* **REQUIRED WORK**
Set out every line of the material below as a Markdown table with the columns "Number" and "Entry," numbering the rows in order and skipping blank lines. Leave out any pictures.

++++++++

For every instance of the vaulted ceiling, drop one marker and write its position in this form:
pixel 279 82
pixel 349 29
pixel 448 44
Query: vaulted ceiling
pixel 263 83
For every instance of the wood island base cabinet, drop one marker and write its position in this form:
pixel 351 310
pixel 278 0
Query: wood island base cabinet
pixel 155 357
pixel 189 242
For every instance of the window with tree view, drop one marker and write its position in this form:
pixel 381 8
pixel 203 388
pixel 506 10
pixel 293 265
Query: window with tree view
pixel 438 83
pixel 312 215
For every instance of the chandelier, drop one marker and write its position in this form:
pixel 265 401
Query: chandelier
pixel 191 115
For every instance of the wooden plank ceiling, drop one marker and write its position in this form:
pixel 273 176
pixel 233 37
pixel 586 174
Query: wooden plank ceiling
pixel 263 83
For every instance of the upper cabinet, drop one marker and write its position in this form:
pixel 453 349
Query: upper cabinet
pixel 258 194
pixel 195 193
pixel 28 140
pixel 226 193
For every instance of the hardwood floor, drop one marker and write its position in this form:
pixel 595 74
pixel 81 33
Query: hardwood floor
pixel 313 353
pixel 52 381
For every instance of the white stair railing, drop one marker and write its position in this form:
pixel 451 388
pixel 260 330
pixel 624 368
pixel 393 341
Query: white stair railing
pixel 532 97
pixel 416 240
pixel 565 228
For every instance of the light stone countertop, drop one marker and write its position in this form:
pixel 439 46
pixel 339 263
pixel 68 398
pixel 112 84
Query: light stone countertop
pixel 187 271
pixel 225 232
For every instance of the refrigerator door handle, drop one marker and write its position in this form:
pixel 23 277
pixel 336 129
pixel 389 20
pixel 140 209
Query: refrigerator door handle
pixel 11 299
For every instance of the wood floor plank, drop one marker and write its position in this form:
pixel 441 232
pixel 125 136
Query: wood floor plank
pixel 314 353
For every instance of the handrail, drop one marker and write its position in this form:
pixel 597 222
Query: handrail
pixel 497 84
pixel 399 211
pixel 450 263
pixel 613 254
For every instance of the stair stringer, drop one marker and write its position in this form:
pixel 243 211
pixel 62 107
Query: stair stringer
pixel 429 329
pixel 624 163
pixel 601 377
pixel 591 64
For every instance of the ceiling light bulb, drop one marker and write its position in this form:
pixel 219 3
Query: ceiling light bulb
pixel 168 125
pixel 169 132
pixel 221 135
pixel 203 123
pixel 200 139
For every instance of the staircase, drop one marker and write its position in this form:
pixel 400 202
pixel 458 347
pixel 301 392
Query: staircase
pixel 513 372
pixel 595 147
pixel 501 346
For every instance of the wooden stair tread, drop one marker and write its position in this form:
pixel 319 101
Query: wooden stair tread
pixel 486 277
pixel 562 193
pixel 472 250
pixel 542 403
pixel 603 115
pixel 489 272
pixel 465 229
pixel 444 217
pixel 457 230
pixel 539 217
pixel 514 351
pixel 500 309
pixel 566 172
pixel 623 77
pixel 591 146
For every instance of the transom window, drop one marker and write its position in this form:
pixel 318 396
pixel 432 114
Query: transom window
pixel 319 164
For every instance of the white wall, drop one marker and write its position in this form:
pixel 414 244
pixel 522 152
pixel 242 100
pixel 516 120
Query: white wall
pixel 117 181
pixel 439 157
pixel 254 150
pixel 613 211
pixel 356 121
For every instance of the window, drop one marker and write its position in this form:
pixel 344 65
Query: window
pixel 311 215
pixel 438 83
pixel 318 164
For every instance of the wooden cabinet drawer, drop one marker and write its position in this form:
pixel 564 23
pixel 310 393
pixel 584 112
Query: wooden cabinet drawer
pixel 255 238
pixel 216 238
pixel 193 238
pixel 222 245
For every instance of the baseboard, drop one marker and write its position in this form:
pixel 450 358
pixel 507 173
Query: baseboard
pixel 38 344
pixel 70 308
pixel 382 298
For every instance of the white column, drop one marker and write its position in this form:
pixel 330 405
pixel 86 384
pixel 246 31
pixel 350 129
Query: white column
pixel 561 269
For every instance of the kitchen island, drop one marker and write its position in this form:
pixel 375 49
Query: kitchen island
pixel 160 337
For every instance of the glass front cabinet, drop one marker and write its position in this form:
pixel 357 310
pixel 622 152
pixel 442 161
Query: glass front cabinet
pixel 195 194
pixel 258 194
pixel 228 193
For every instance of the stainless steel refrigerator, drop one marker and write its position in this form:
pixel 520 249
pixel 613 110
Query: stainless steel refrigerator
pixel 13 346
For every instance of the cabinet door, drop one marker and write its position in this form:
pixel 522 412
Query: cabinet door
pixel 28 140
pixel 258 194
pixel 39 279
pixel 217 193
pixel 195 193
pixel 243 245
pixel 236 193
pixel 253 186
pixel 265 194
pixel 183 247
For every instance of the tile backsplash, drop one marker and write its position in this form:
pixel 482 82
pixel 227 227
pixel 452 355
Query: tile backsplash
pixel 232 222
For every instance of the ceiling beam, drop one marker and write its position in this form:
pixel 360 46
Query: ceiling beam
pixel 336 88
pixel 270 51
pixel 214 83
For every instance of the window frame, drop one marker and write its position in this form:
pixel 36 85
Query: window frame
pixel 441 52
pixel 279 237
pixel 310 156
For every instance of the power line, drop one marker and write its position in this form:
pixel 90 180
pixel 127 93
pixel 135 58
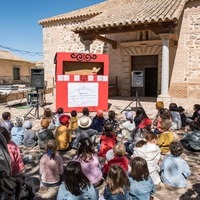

++++++++

* **EXERCISE OUTPUT**
| Number | Entry |
|---|---|
| 1 | For every instance of the vaulted ceiling, drop one marker and write its position in this form: |
| 2 | pixel 279 82 |
| 3 | pixel 349 29 |
| 4 | pixel 448 44 |
| 5 | Query: vaulted ceiling |
| 6 | pixel 263 83 |
| 7 | For every instance of the wood island base cabinet, drop one marker and write its position in this form: |
| 8 | pixel 351 310 |
| 9 | pixel 278 0 |
| 10 | Query: wood island base cabinet |
| 11 | pixel 155 357 |
| 12 | pixel 189 242 |
| 13 | For every instance of the window with tree view, drop one marker and write its position in this form: |
| 14 | pixel 381 8 |
| 15 | pixel 203 388 |
| 16 | pixel 506 10 |
| 17 | pixel 293 265 |
| 18 | Query: window with tree view |
| 19 | pixel 438 83 |
| 20 | pixel 312 215 |
| 21 | For every instance of the chandelier, drop one marker and write its position in this form: |
| 22 | pixel 265 401 |
| 23 | Query: chandelier |
| 24 | pixel 191 115 |
| 25 | For every instance of the wooden plank ceiling, drop one marker and write its position in this form: |
| 26 | pixel 273 176 |
| 27 | pixel 233 37 |
| 28 | pixel 586 174 |
| 29 | Query: wooden plank ceiling |
| 30 | pixel 263 83 |
| 31 | For every instance of the upper cabinet, drop one marker and write its position in this form: |
| 32 | pixel 453 349 |
| 33 | Query: upper cabinet |
| 34 | pixel 258 194 |
| 35 | pixel 195 193 |
| 36 | pixel 28 140 |
| 37 | pixel 226 193 |
| 38 | For every instance of the hardwood floor, drop one marker and write its position in this form: |
| 39 | pixel 595 74 |
| 40 | pixel 81 33 |
| 41 | Query: hardwood floor |
| 42 | pixel 313 353 |
| 43 | pixel 52 381 |
| 44 | For every instance of the white stair railing, drop one marker and write its position in this form: |
| 45 | pixel 451 388 |
| 46 | pixel 260 330 |
| 47 | pixel 624 368 |
| 48 | pixel 393 341 |
| 49 | Query: white stair railing |
| 50 | pixel 532 97 |
| 51 | pixel 416 240 |
| 52 | pixel 565 228 |
| 53 | For every instance of the light stone countertop, drop one marker and write its position in this form: |
| 54 | pixel 439 46 |
| 55 | pixel 339 263 |
| 56 | pixel 68 398 |
| 57 | pixel 112 84 |
| 58 | Query: light stone countertop |
| 59 | pixel 187 271 |
| 60 | pixel 225 232 |
| 61 | For every instance of the refrigerator door handle, drop one marker and write its position in this form: |
| 62 | pixel 23 277 |
| 63 | pixel 336 129 |
| 64 | pixel 389 20 |
| 65 | pixel 140 209 |
| 66 | Query: refrigerator door handle |
| 67 | pixel 11 299 |
| 68 | For every instance of the wood floor plank, drop one marker and write its position in this form: |
| 69 | pixel 441 232 |
| 70 | pixel 125 136 |
| 71 | Query: wood floor plank |
| 72 | pixel 314 353 |
| 73 | For every instance of the handrail, drop one marker and write its position in this form: |
| 74 | pixel 597 222 |
| 75 | Query: handrail |
| 76 | pixel 497 84 |
| 77 | pixel 399 211 |
| 78 | pixel 450 263 |
| 79 | pixel 613 254 |
| 80 | For every instance of the stair stringer, drop one marker and write its position in this form: |
| 81 | pixel 243 211 |
| 82 | pixel 62 107 |
| 83 | Query: stair stringer |
| 84 | pixel 429 329 |
| 85 | pixel 624 163 |
| 86 | pixel 601 377 |
| 87 | pixel 591 64 |
| 88 | For every instance of the ceiling light bulb, drop one marker and write its position in this form: |
| 89 | pixel 219 3 |
| 90 | Query: ceiling light bulb |
| 91 | pixel 168 125 |
| 92 | pixel 169 132 |
| 93 | pixel 221 135 |
| 94 | pixel 203 123 |
| 95 | pixel 200 139 |
| 96 | For every instance of the staircase, drop one marker and write its position in this form: |
| 97 | pixel 400 202 |
| 98 | pixel 458 347 |
| 99 | pixel 301 392 |
| 100 | Query: staircase |
| 101 | pixel 513 372 |
| 102 | pixel 595 147 |
| 103 | pixel 501 346 |
| 104 | For every instance of the wooden stair tread, drop one marker and write its position in this form: |
| 105 | pixel 319 101 |
| 106 | Query: wooden stair tread |
| 107 | pixel 486 277 |
| 108 | pixel 562 193 |
| 109 | pixel 472 250 |
| 110 | pixel 542 403 |
| 111 | pixel 603 115 |
| 112 | pixel 489 272 |
| 113 | pixel 465 229 |
| 114 | pixel 444 217 |
| 115 | pixel 457 230 |
| 116 | pixel 539 217 |
| 117 | pixel 514 351 |
| 118 | pixel 500 309 |
| 119 | pixel 566 172 |
| 120 | pixel 623 77 |
| 121 | pixel 591 146 |
| 122 | For every instance of the transom window, drop one marker and write its position in this form: |
| 123 | pixel 318 396 |
| 124 | pixel 432 114 |
| 125 | Query: transom window |
| 126 | pixel 319 164 |
| 127 | For every instance of the white wall, drop one marker and write its position in this form: |
| 128 | pixel 414 244 |
| 129 | pixel 522 152 |
| 130 | pixel 242 100 |
| 131 | pixel 516 120 |
| 132 | Query: white wall |
| 133 | pixel 117 181 |
| 134 | pixel 439 157 |
| 135 | pixel 254 150 |
| 136 | pixel 613 211 |
| 137 | pixel 356 121 |
| 138 | For every instance of the window, drop one marker and write its position in this form: |
| 139 | pixel 344 65 |
| 140 | Query: window |
| 141 | pixel 311 215 |
| 142 | pixel 438 83 |
| 143 | pixel 318 164 |
| 144 | For every instance of the wooden cabinet drawer, drop one marker and write its position in this form: |
| 145 | pixel 564 23 |
| 146 | pixel 310 393 |
| 147 | pixel 584 112 |
| 148 | Query: wooden cabinet drawer |
| 149 | pixel 255 238 |
| 150 | pixel 216 238 |
| 151 | pixel 193 238 |
| 152 | pixel 222 245 |
| 153 | For every instance of the baseboard, drop one marker and write its position in this form: |
| 154 | pixel 450 358 |
| 155 | pixel 507 173 |
| 156 | Query: baseboard |
| 157 | pixel 38 344 |
| 158 | pixel 70 308 |
| 159 | pixel 382 298 |
| 160 | For every instance of the white column, drop one marker and write its position in this form: |
| 161 | pixel 330 405 |
| 162 | pixel 86 384 |
| 163 | pixel 246 31 |
| 164 | pixel 350 129 |
| 165 | Query: white column |
| 166 | pixel 561 269 |
| 167 | For every instance of the kitchen island, drop one marker and write its position in this form: |
| 168 | pixel 375 49 |
| 169 | Query: kitchen island |
| 170 | pixel 160 337 |
| 171 | For every instance of the glass front cabinet, drop one marker and write its position in this form: |
| 172 | pixel 357 310 |
| 173 | pixel 622 152 |
| 174 | pixel 442 161 |
| 175 | Query: glass front cabinet |
| 176 | pixel 195 194 |
| 177 | pixel 258 194 |
| 178 | pixel 228 193 |
| 179 | For every instance of the stainless steel refrigerator, drop one marker and write its position in this form: |
| 180 | pixel 520 249 |
| 181 | pixel 613 110 |
| 182 | Query: stainless steel refrigerator |
| 183 | pixel 13 346 |
| 184 | For every instance of the cabinet door, drop one marker and write its position in this form: |
| 185 | pixel 522 412 |
| 186 | Query: cabinet door |
| 187 | pixel 28 140 |
| 188 | pixel 258 194 |
| 189 | pixel 39 279 |
| 190 | pixel 217 193 |
| 191 | pixel 195 193 |
| 192 | pixel 243 245 |
| 193 | pixel 236 193 |
| 194 | pixel 253 186 |
| 195 | pixel 265 194 |
| 196 | pixel 183 247 |
| 197 | For every instance of the tile backsplash, drop one marker and write its position in this form: |
| 198 | pixel 482 82 |
| 199 | pixel 227 227 |
| 200 | pixel 452 355 |
| 201 | Query: tile backsplash |
| 202 | pixel 232 222 |
| 203 | For every instance of the ceiling beam, drop one marker and write its position in this form: |
| 204 | pixel 360 46 |
| 205 | Query: ceiling beam |
| 206 | pixel 336 88 |
| 207 | pixel 270 51 |
| 208 | pixel 214 83 |
| 209 | For every instance of the window frame, drop one marker and write its position in this form: |
| 210 | pixel 36 85 |
| 211 | Query: window frame |
| 212 | pixel 441 52 |
| 213 | pixel 279 237 |
| 214 | pixel 310 156 |
| 215 | For every instance of the power line, drop one marker and write its position in this form: |
| 216 | pixel 90 180 |
| 217 | pixel 127 93 |
| 218 | pixel 135 58 |